** START Task inputs **

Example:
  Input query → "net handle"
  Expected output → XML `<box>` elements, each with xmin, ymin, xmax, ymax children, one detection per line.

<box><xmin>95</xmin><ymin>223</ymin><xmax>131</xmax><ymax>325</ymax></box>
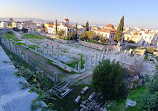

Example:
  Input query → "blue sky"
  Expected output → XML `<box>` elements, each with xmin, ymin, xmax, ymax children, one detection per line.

<box><xmin>0</xmin><ymin>0</ymin><xmax>158</xmax><ymax>29</ymax></box>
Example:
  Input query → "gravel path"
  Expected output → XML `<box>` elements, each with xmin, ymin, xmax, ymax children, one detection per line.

<box><xmin>0</xmin><ymin>46</ymin><xmax>46</xmax><ymax>111</ymax></box>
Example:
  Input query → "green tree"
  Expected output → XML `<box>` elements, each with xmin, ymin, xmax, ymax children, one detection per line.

<box><xmin>55</xmin><ymin>20</ymin><xmax>58</xmax><ymax>35</ymax></box>
<box><xmin>75</xmin><ymin>23</ymin><xmax>77</xmax><ymax>39</ymax></box>
<box><xmin>85</xmin><ymin>21</ymin><xmax>89</xmax><ymax>31</ymax></box>
<box><xmin>79</xmin><ymin>31</ymin><xmax>89</xmax><ymax>40</ymax></box>
<box><xmin>114</xmin><ymin>16</ymin><xmax>124</xmax><ymax>42</ymax></box>
<box><xmin>57</xmin><ymin>30</ymin><xmax>65</xmax><ymax>37</ymax></box>
<box><xmin>147</xmin><ymin>46</ymin><xmax>154</xmax><ymax>53</ymax></box>
<box><xmin>87</xmin><ymin>31</ymin><xmax>96</xmax><ymax>41</ymax></box>
<box><xmin>140</xmin><ymin>76</ymin><xmax>158</xmax><ymax>111</ymax></box>
<box><xmin>8</xmin><ymin>18</ymin><xmax>14</xmax><ymax>27</ymax></box>
<box><xmin>92</xmin><ymin>60</ymin><xmax>127</xmax><ymax>100</ymax></box>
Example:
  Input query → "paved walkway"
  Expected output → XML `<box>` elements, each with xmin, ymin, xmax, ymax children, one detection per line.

<box><xmin>0</xmin><ymin>46</ymin><xmax>45</xmax><ymax>111</ymax></box>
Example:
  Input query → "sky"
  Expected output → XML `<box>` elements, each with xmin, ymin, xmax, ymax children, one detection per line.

<box><xmin>0</xmin><ymin>0</ymin><xmax>158</xmax><ymax>30</ymax></box>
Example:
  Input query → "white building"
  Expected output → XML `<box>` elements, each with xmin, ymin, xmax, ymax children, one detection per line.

<box><xmin>136</xmin><ymin>30</ymin><xmax>158</xmax><ymax>47</ymax></box>
<box><xmin>92</xmin><ymin>24</ymin><xmax>119</xmax><ymax>44</ymax></box>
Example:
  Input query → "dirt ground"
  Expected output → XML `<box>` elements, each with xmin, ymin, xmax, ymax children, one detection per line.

<box><xmin>16</xmin><ymin>45</ymin><xmax>68</xmax><ymax>76</ymax></box>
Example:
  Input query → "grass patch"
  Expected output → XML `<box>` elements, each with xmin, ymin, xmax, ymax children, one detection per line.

<box><xmin>117</xmin><ymin>86</ymin><xmax>147</xmax><ymax>111</ymax></box>
<box><xmin>28</xmin><ymin>45</ymin><xmax>39</xmax><ymax>50</ymax></box>
<box><xmin>4</xmin><ymin>33</ymin><xmax>21</xmax><ymax>41</ymax></box>
<box><xmin>46</xmin><ymin>85</ymin><xmax>94</xmax><ymax>111</ymax></box>
<box><xmin>15</xmin><ymin>42</ymin><xmax>26</xmax><ymax>46</ymax></box>
<box><xmin>127</xmin><ymin>46</ymin><xmax>137</xmax><ymax>50</ymax></box>
<box><xmin>145</xmin><ymin>53</ymin><xmax>148</xmax><ymax>61</ymax></box>
<box><xmin>21</xmin><ymin>34</ymin><xmax>44</xmax><ymax>39</ymax></box>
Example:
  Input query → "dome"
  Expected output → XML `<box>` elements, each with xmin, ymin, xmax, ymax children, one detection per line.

<box><xmin>105</xmin><ymin>24</ymin><xmax>115</xmax><ymax>29</ymax></box>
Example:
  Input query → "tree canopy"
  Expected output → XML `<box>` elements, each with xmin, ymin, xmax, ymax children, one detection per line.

<box><xmin>85</xmin><ymin>21</ymin><xmax>89</xmax><ymax>31</ymax></box>
<box><xmin>92</xmin><ymin>60</ymin><xmax>127</xmax><ymax>100</ymax></box>
<box><xmin>114</xmin><ymin>16</ymin><xmax>124</xmax><ymax>42</ymax></box>
<box><xmin>147</xmin><ymin>46</ymin><xmax>154</xmax><ymax>53</ymax></box>
<box><xmin>57</xmin><ymin>30</ymin><xmax>65</xmax><ymax>37</ymax></box>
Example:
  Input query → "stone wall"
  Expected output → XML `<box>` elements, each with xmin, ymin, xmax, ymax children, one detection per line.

<box><xmin>79</xmin><ymin>40</ymin><xmax>114</xmax><ymax>50</ymax></box>
<box><xmin>54</xmin><ymin>38</ymin><xmax>75</xmax><ymax>44</ymax></box>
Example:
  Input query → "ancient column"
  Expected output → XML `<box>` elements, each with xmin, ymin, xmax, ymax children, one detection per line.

<box><xmin>38</xmin><ymin>48</ymin><xmax>41</xmax><ymax>54</ymax></box>
<box><xmin>42</xmin><ymin>45</ymin><xmax>44</xmax><ymax>56</ymax></box>
<box><xmin>26</xmin><ymin>39</ymin><xmax>28</xmax><ymax>48</ymax></box>
<box><xmin>78</xmin><ymin>62</ymin><xmax>81</xmax><ymax>72</ymax></box>
<box><xmin>95</xmin><ymin>53</ymin><xmax>98</xmax><ymax>66</ymax></box>
<box><xmin>52</xmin><ymin>45</ymin><xmax>54</xmax><ymax>60</ymax></box>
<box><xmin>84</xmin><ymin>55</ymin><xmax>87</xmax><ymax>70</ymax></box>
<box><xmin>54</xmin><ymin>72</ymin><xmax>58</xmax><ymax>83</ymax></box>
<box><xmin>57</xmin><ymin>46</ymin><xmax>59</xmax><ymax>62</ymax></box>
<box><xmin>24</xmin><ymin>54</ymin><xmax>28</xmax><ymax>63</ymax></box>
<box><xmin>47</xmin><ymin>44</ymin><xmax>49</xmax><ymax>57</ymax></box>
<box><xmin>35</xmin><ymin>47</ymin><xmax>37</xmax><ymax>53</ymax></box>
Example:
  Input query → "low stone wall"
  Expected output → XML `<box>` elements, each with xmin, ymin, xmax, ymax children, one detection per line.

<box><xmin>79</xmin><ymin>40</ymin><xmax>114</xmax><ymax>50</ymax></box>
<box><xmin>54</xmin><ymin>38</ymin><xmax>75</xmax><ymax>44</ymax></box>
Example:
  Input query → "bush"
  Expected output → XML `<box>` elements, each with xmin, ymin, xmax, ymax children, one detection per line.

<box><xmin>21</xmin><ymin>28</ymin><xmax>28</xmax><ymax>33</ymax></box>
<box><xmin>57</xmin><ymin>30</ymin><xmax>65</xmax><ymax>36</ymax></box>
<box><xmin>141</xmin><ymin>77</ymin><xmax>158</xmax><ymax>111</ymax></box>
<box><xmin>13</xmin><ymin>27</ymin><xmax>20</xmax><ymax>32</ymax></box>
<box><xmin>79</xmin><ymin>31</ymin><xmax>89</xmax><ymax>40</ymax></box>
<box><xmin>147</xmin><ymin>46</ymin><xmax>154</xmax><ymax>53</ymax></box>
<box><xmin>92</xmin><ymin>60</ymin><xmax>127</xmax><ymax>100</ymax></box>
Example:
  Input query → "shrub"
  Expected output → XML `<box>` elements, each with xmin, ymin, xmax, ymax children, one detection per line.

<box><xmin>141</xmin><ymin>76</ymin><xmax>158</xmax><ymax>111</ymax></box>
<box><xmin>147</xmin><ymin>46</ymin><xmax>154</xmax><ymax>53</ymax></box>
<box><xmin>57</xmin><ymin>30</ymin><xmax>65</xmax><ymax>36</ymax></box>
<box><xmin>92</xmin><ymin>60</ymin><xmax>127</xmax><ymax>100</ymax></box>
<box><xmin>79</xmin><ymin>31</ymin><xmax>89</xmax><ymax>40</ymax></box>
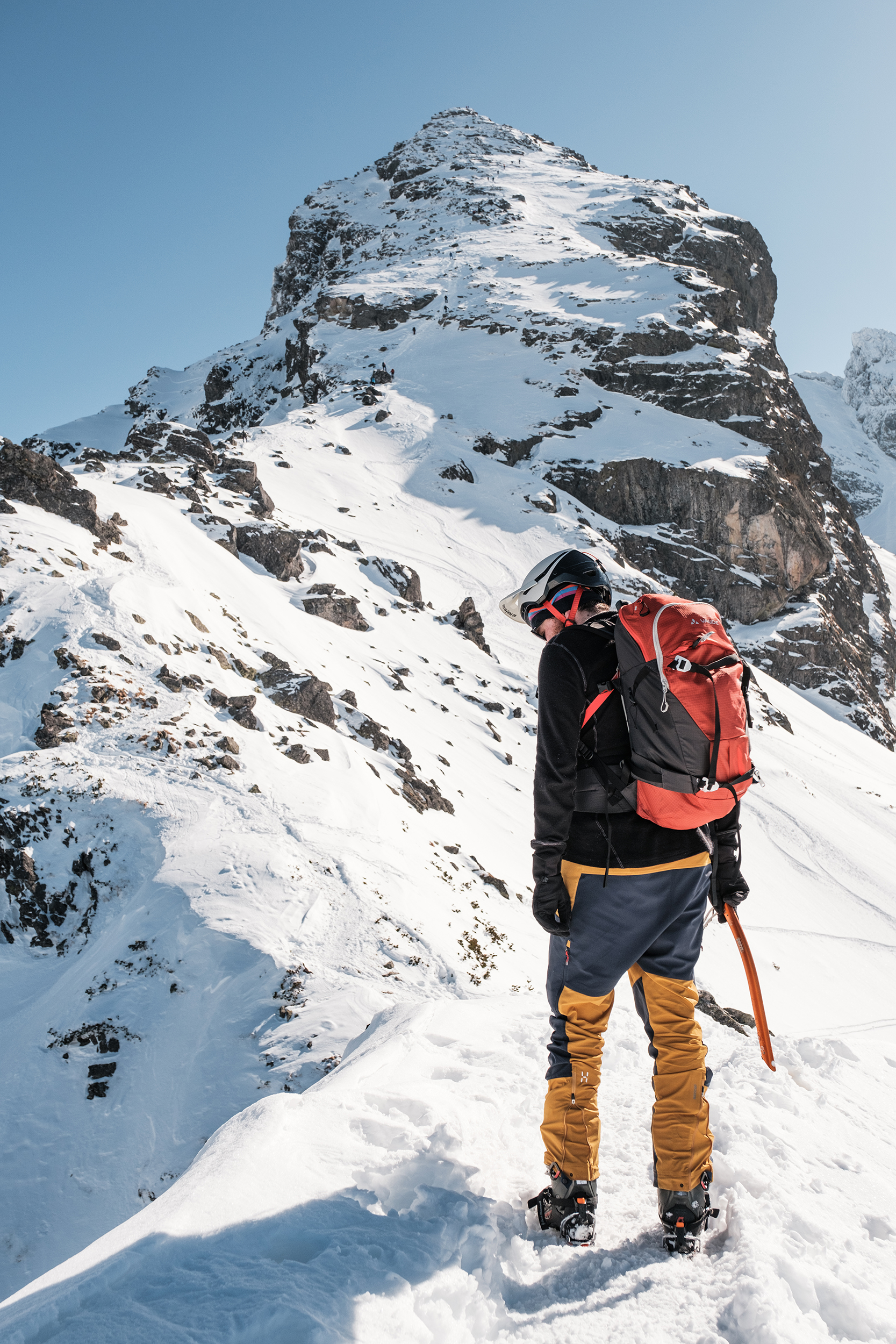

** END Task inputs **

Work required: Filter the records above down to every line that contains the word "tree", and copy those lines.

Task response:
  Input query → "green tree"
  Input query → "tree canopy"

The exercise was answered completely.